(Problem statement): Take the records below and print them verbatim up to and including the line that carries "positive clicks: (284, 472)".

(Material shown):
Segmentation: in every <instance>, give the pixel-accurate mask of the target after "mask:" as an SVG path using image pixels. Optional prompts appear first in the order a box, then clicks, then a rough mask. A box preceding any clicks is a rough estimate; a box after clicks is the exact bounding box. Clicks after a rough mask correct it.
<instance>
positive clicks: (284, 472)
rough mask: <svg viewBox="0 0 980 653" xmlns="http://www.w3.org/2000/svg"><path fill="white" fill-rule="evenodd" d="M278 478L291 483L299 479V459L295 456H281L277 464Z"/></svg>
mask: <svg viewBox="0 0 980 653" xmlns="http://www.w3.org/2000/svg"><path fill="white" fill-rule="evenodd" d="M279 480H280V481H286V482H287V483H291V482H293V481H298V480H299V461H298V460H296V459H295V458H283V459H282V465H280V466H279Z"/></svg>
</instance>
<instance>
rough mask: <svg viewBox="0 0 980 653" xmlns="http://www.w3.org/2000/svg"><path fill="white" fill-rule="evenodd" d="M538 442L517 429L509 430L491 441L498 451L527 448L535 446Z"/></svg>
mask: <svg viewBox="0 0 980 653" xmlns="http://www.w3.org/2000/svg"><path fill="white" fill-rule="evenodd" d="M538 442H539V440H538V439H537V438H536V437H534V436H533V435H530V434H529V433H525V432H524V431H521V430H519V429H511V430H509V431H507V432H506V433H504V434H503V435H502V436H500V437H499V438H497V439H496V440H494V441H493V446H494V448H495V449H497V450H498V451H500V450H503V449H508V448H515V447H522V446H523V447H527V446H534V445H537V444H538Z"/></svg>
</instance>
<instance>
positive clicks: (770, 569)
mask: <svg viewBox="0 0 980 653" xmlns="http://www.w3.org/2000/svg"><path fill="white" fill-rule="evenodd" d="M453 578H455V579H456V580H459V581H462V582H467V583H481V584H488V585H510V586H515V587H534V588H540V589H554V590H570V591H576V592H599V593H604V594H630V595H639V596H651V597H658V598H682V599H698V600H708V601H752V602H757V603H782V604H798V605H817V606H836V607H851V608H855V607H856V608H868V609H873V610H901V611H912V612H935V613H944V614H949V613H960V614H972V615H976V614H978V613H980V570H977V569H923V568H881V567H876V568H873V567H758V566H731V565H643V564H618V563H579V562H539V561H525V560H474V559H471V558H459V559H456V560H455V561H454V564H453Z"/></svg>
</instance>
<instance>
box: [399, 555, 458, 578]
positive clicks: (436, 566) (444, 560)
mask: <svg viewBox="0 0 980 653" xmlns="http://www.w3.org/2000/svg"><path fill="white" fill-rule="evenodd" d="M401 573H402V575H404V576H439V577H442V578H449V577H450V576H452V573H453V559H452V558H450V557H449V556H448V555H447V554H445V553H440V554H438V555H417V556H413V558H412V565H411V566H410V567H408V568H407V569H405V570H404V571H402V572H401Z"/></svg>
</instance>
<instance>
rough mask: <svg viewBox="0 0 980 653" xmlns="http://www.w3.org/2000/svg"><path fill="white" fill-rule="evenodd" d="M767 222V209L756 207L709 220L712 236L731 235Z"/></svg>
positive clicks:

(Response):
Segmentation: in every <instance>, give the pixel-accurate mask of the target after "mask:" as an SVG path using image pixels. Optional prompts appear first in the order a box, then clicks, then a rough mask. A box preceding any clicks is a rough estimate; a box after clicks is the exact bounding box. Clicks after a rough mask correct it.
<instance>
positive clicks: (284, 472)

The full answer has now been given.